CHALLENGE:
Rewrite all of the entries with every occurrence of "trace the outline" changed to "draw the boundary", keeping everything else the same.

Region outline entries
--- begin ---

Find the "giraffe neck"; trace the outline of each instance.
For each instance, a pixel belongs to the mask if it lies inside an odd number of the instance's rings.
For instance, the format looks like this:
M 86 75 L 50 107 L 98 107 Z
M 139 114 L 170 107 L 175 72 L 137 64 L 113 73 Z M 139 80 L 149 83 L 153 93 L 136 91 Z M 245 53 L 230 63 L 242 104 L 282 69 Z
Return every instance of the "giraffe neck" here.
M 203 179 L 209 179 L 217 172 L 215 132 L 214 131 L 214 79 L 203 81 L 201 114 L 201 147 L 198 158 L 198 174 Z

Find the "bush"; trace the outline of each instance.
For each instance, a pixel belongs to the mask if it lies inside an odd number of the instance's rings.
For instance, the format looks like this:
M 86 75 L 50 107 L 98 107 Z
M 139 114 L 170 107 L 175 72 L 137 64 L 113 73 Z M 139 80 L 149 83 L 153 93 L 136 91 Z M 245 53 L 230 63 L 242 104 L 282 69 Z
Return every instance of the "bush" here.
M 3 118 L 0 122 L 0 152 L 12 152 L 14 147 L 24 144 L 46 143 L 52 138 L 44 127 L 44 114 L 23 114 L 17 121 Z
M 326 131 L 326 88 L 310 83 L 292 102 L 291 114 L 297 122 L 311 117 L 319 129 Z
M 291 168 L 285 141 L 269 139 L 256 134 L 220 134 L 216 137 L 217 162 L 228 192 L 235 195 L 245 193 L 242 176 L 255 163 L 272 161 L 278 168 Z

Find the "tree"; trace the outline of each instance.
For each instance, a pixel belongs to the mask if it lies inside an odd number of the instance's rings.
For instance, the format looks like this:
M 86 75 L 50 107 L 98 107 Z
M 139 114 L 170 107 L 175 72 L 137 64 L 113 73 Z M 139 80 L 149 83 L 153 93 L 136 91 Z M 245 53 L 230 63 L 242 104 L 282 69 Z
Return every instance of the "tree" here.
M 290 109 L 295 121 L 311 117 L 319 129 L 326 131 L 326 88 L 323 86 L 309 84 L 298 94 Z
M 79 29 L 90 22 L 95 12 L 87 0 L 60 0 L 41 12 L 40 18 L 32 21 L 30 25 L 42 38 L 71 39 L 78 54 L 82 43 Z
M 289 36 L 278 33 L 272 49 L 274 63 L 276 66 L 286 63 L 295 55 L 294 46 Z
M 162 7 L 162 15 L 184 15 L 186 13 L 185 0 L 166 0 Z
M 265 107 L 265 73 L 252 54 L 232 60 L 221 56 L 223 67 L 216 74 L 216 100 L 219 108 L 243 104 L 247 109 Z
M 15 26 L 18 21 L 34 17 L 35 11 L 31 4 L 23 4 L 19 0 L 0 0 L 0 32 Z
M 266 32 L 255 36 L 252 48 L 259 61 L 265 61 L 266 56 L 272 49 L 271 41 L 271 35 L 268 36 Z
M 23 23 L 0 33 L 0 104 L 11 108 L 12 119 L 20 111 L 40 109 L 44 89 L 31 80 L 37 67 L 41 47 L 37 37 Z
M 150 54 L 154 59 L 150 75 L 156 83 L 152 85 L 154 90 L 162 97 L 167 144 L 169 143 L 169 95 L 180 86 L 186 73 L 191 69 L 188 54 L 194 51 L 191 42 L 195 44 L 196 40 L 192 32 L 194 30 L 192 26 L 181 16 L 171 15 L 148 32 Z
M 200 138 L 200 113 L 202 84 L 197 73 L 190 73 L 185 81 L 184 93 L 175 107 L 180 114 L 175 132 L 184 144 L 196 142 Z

--- end ---

ANSWER TO THIS PROBLEM:
Find the "giraffe neck"; draw the boundary of each instance.
For each instance, a pixel belongs to the mask if it lies inside an odd number of the instance's rings.
For instance, the format looks like this:
M 86 75 L 50 107 L 98 107 Z
M 139 114 L 170 107 L 175 72 L 137 64 L 113 73 Z M 139 80 L 149 83 L 153 93 L 136 91 Z M 245 53 L 230 63 L 242 104 L 282 69 Z
Return every instance of the "giraffe neck" here.
M 203 179 L 209 179 L 217 172 L 215 132 L 214 131 L 214 79 L 203 81 L 201 114 L 201 147 L 198 158 L 198 174 Z

Find the "bush"; draw the boundary of each instance.
For each instance, a pixel belongs to the mask if it lies inside an odd number of the instance's rings.
For instance, the format looks like this:
M 86 75 L 50 107 L 98 107 Z
M 139 114 L 170 107 L 175 72 L 137 64 L 113 73 Z M 139 80 L 149 83 L 153 93 L 136 91 Z M 245 53 L 230 63 L 242 104 L 282 69 Z
Return every instance of the "bush" here.
M 3 118 L 0 122 L 0 152 L 12 152 L 14 147 L 24 144 L 46 143 L 52 138 L 44 127 L 44 114 L 23 114 L 17 121 Z
M 326 131 L 326 88 L 310 83 L 292 102 L 291 114 L 297 122 L 311 117 L 319 129 Z
M 291 168 L 285 141 L 269 139 L 256 134 L 220 134 L 216 137 L 217 162 L 228 192 L 235 195 L 245 193 L 242 176 L 255 163 L 272 161 L 278 168 Z

Find the "tree"; draw the boundary of each instance.
For each instance, a pixel belongs to the mask if it lies inside an odd number of the instance's rings.
For instance, the format looks like this:
M 86 75 L 50 107 L 98 107 Z
M 139 114 L 170 107 L 175 72 L 137 64 L 113 73 Z M 139 80 L 149 83 L 153 93 L 136 91 Z M 245 53 L 230 63 L 242 104 L 282 69 Z
Return every instance of the "tree" here.
M 290 109 L 295 121 L 311 117 L 319 129 L 326 131 L 326 88 L 323 86 L 309 84 L 298 94 Z
M 79 29 L 90 22 L 95 12 L 87 0 L 60 0 L 41 12 L 40 18 L 32 21 L 30 25 L 42 38 L 71 39 L 78 54 L 82 43 Z
M 289 36 L 278 33 L 272 49 L 274 63 L 276 66 L 286 63 L 295 55 L 294 46 Z
M 162 7 L 162 15 L 184 15 L 186 13 L 185 0 L 166 0 Z
M 265 107 L 265 73 L 252 54 L 232 60 L 221 56 L 223 67 L 216 74 L 216 100 L 219 108 L 243 104 L 247 109 Z
M 15 26 L 18 21 L 34 17 L 35 11 L 31 4 L 23 4 L 19 0 L 0 0 L 0 32 Z
M 266 32 L 255 36 L 252 48 L 259 61 L 265 61 L 266 56 L 272 49 L 271 41 L 271 35 L 268 36 Z
M 23 23 L 0 33 L 0 104 L 11 108 L 12 119 L 20 111 L 40 109 L 44 89 L 31 80 L 37 67 L 41 47 L 37 37 Z
M 150 54 L 154 59 L 150 75 L 156 83 L 152 85 L 154 90 L 162 97 L 167 144 L 169 143 L 169 95 L 180 86 L 186 73 L 191 69 L 188 54 L 194 51 L 191 42 L 195 44 L 196 40 L 192 32 L 194 30 L 192 26 L 181 16 L 171 15 L 148 32 Z
M 200 138 L 200 113 L 202 84 L 197 73 L 190 73 L 185 81 L 184 93 L 175 107 L 180 114 L 175 132 L 184 144 L 196 142 Z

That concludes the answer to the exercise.